§ 課題の内容
下に示す遺贈に関する文章から、「遺贈(遺言書による贈与)」という語句を含む箇所で始まり「の目的とすることができます。」で終わる部分を、一字一句違えずに書き写してください。

§ 読解用の抜粋
•••••
遺贈(遺言書による贈与)
遺贈とは
遺贈とは、被相続人が遺言によって、自己の財産を無償で他人に与える行為のことです。
与える相手(受遺者といいます)は相続人でも相続人以外の者でもかまいません。
又、遺贈は法人に対しても行うことができます。
遺贈者の一身に属する財産を除く、遺贈者の有する全ての財産をその目的とすることができます。
包括遺贈 | 全部包括遺贈 | 遺贈の目的物を特定せずに、遺産の全部を譲与する遺贈 |
割合的包括遺贈 | 遺贈の目的物を特定せずに、遺産の一定割合を示して譲与する遺贈 | |
特定遺贈 | 譲与する財産を特定して行う遺贈 |
全部包括遺贈
全部包括遺贈の遺言書記載例
第○条 遺言者は、遺言者の有する一切の財産を、Aに包括して遺贈する。
全部包括遺贈の特徴
・当該受遺者は、遺言者の有した個々の財産の全てを確定的に取得する。
(遺産分割の必要がない)
・積極財産だけでなく消極財産(債務)をも承継することになる。
・遺贈した財産に不動産がある場合は、登記をしなければ第三者に遺贈によって取得したことを主張することができない。
・遺贈の登記は、受遺者と遺言執行者が、遺言執行者がいない場合は、受遺者と相続人全員が共同して申請する。
・遺留分を有する相続人は当該包括遺贈に対して、遺留分減殺請求権を行使することができる。
・遺留分減殺請求権を行使した場合は、当該財産は共有状態となるが、遺産分割の対象となるものではない。(民事訴訟手続によって解決を図ることになる。)
・包括受遺者が遺贈を放棄するためには、自己のために遺贈があったことを知った時から3ヶ月以内に家庭裁判所に申立をしなければならない。
割合的包括遺贈
割合的包括遺贈の遺言書記載例
第○条遺言者は、遺言者の有する一切の財産のうち2分の1を、Aに包括して遺贈する。
割合的包括遺贈の特徴
・遺贈されなかった残りの部分は相続人が共同相続することとなり、遺言者の一切の財産は受遺者と相続人による遺産共有状態となる。
・遺産共有状態を解消し、個別具体的な相続財産を取得するためには、遺産分割をおこなう
必要がある。
・相続人によって遺留分減殺請求権が行使された場合、修正された割合で受遺者と相続人が遺産共有することになり、個別具体的な権利の帰属を確定させるためには遺産分割が必要となるというのが、通説的見解となっている。
特定遺贈
不動産を特定遺贈の遺言書記載例
第○条 遺言者は、遺言者の所有する以下の不動産をAに遺贈する。
(不動産の表示)
省略
特定遺贈の特徴
・遺言が効力を生ずる(通常遺言者の死亡時)と、遺言によって指定された財産と確定的に
取得することになる。
・特定遺贈により不動産を取得した場合は、登記をしなければ第三者にその取得を主張する
ことができない。
•••••
輪郭アノテーション記録
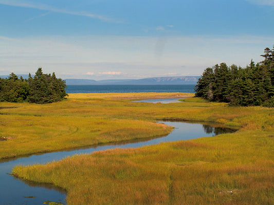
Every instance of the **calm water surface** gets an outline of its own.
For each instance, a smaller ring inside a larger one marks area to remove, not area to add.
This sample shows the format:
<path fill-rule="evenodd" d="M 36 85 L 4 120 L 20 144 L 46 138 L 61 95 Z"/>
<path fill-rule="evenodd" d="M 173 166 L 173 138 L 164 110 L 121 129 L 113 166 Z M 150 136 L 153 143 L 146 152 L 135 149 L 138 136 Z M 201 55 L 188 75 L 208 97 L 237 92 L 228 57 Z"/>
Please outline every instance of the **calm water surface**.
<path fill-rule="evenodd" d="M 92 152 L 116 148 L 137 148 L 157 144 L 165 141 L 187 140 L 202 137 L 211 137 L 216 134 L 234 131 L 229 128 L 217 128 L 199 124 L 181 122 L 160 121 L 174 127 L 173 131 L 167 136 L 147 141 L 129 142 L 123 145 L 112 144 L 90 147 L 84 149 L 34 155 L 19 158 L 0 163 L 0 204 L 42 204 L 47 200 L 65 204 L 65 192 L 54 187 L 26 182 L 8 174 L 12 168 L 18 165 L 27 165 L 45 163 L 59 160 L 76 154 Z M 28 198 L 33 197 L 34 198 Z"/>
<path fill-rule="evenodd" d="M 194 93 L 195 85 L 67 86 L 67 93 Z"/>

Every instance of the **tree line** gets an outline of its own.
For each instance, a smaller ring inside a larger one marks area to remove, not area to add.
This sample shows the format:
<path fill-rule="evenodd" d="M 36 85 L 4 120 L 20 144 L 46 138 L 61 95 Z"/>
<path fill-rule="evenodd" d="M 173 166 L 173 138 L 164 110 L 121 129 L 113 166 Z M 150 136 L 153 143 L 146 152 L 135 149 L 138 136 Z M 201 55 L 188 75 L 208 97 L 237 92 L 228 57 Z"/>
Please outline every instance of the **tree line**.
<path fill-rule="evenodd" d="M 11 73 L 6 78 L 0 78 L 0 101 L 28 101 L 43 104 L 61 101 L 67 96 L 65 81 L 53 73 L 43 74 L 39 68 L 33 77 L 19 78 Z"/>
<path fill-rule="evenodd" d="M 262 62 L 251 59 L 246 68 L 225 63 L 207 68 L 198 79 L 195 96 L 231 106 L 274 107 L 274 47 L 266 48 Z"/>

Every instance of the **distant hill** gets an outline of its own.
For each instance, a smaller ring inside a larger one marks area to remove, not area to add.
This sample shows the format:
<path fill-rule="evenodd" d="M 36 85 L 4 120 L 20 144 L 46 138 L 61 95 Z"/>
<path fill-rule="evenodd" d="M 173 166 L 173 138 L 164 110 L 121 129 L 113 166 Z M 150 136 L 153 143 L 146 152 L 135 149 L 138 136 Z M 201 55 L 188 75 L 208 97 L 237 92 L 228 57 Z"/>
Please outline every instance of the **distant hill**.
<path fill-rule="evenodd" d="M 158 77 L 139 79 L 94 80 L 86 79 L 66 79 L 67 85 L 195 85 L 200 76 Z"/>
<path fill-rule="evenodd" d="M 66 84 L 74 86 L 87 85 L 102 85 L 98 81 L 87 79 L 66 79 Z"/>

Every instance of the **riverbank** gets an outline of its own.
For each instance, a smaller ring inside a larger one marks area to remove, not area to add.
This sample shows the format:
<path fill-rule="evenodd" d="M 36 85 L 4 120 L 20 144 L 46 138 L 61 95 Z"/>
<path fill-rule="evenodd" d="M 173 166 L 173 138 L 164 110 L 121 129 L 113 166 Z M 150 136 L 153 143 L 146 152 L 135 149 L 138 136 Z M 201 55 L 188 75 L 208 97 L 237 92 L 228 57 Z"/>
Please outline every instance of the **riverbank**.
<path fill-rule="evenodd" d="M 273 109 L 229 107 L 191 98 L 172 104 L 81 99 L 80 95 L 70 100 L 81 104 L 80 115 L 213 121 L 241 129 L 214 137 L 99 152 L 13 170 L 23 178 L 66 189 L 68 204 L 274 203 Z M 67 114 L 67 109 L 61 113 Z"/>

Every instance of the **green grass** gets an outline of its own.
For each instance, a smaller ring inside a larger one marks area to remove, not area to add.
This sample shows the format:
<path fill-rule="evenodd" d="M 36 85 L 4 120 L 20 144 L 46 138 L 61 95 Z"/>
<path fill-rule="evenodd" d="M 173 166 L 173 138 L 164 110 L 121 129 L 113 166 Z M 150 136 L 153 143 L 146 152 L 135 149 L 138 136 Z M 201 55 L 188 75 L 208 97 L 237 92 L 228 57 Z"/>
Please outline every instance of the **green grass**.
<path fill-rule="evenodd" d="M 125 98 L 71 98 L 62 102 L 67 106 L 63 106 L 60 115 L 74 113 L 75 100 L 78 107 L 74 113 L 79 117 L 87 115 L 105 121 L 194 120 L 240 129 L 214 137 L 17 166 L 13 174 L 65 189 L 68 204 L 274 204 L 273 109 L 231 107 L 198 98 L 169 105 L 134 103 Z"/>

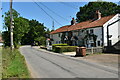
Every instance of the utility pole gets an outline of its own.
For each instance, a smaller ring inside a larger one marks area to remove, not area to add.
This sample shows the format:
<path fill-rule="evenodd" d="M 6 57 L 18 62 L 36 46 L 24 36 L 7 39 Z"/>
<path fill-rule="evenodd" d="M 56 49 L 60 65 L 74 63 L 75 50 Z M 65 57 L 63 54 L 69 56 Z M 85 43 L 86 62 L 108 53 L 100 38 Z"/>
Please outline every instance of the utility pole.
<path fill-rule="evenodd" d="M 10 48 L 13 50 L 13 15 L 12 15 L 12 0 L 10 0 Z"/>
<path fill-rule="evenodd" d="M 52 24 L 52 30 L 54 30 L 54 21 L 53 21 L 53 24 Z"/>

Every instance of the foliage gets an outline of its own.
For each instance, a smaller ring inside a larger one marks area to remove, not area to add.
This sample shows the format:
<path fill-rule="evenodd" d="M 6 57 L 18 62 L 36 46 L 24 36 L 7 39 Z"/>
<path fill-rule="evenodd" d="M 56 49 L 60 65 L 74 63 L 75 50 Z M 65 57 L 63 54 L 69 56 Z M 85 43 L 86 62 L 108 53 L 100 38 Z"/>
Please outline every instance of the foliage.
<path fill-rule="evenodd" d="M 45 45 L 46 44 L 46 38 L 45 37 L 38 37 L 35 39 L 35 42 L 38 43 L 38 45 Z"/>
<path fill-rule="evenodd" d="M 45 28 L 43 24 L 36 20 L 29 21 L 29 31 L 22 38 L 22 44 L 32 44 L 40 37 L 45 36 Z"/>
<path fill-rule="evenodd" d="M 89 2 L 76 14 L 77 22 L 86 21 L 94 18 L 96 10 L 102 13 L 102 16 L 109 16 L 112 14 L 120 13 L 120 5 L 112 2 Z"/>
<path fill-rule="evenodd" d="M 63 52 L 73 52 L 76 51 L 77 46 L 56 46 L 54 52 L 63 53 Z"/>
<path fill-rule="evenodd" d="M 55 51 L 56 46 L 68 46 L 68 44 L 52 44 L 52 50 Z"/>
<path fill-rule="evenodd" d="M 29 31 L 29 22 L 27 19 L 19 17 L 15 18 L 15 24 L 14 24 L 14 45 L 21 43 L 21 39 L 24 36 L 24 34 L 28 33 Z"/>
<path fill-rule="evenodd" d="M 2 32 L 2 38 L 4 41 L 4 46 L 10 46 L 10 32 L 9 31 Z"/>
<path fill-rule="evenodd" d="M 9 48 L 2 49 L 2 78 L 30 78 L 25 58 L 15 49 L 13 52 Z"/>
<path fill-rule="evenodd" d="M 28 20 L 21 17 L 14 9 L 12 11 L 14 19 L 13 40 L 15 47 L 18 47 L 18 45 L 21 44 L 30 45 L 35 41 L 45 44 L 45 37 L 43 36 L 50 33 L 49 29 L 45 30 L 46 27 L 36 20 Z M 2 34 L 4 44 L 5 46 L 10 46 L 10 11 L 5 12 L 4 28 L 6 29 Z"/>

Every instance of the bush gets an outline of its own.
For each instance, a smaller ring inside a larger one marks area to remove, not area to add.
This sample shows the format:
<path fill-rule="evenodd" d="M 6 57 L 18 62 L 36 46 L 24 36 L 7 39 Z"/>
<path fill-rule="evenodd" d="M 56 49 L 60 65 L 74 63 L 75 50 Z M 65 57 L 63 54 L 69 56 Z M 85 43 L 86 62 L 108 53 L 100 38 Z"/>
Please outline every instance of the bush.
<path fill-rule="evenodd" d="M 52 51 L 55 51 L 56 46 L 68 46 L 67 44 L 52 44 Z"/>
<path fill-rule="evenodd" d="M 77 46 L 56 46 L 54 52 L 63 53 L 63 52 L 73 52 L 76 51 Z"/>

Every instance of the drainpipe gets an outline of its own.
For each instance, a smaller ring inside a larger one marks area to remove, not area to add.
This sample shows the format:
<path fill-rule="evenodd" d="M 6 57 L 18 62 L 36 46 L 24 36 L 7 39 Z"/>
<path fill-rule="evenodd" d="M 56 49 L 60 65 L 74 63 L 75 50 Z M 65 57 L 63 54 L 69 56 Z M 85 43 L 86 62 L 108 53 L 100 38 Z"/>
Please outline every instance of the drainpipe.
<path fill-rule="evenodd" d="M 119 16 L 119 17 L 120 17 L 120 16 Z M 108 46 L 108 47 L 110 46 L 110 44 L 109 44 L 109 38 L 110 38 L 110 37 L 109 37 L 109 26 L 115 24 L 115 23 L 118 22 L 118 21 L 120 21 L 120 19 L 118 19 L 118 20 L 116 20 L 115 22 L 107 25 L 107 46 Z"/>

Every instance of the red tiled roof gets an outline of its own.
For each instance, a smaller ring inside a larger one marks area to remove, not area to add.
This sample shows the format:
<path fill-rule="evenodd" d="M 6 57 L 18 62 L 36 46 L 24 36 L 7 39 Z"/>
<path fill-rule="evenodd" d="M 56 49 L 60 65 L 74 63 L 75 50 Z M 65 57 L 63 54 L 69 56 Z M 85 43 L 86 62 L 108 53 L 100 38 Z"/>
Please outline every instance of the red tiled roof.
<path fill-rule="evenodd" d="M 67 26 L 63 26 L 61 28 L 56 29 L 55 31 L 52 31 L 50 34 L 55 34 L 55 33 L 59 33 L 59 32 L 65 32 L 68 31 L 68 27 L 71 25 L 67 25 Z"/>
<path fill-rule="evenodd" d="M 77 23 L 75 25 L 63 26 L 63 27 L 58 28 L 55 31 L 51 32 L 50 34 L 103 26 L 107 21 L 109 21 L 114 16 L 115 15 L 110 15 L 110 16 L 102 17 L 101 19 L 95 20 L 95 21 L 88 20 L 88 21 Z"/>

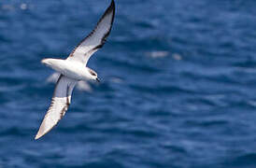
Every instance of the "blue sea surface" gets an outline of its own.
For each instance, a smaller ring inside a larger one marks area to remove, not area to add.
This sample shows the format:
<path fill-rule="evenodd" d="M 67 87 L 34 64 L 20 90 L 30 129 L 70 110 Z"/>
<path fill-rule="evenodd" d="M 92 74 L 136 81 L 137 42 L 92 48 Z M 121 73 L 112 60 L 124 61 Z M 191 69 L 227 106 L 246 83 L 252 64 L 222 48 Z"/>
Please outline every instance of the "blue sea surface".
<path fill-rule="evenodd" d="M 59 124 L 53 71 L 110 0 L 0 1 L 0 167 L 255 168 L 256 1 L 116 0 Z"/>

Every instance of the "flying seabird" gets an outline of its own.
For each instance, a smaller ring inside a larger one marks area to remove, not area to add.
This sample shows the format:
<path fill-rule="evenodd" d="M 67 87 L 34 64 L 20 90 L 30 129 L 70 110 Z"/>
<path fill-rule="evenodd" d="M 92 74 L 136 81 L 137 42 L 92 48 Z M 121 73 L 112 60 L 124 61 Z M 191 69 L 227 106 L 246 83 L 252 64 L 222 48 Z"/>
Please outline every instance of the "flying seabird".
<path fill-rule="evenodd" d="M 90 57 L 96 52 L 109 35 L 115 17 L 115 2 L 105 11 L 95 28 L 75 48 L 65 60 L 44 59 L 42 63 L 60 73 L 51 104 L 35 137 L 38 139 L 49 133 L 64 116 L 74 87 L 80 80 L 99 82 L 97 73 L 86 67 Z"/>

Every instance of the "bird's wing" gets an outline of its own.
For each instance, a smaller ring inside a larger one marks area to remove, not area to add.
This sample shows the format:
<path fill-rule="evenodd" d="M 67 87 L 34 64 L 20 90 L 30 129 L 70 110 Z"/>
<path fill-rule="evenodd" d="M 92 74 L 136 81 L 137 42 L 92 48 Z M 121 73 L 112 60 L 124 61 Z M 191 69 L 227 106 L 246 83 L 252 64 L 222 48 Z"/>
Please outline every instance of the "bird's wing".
•••••
§ 課題の解答
遺贈(遺言書による贈与)
遺贈とは
遺贈とは、被相続人が遺言によって、自己の財産を無償で他人に与える行為のことです。
与える相手(受遺者といいます)は相続人でも相続人以外の者でもかまいません。
又、遺贈は法人に対しても行うことができます。
遺贈者の一身に属する財産を除く、遺贈者の有する全ての財産をその目的とすることができます。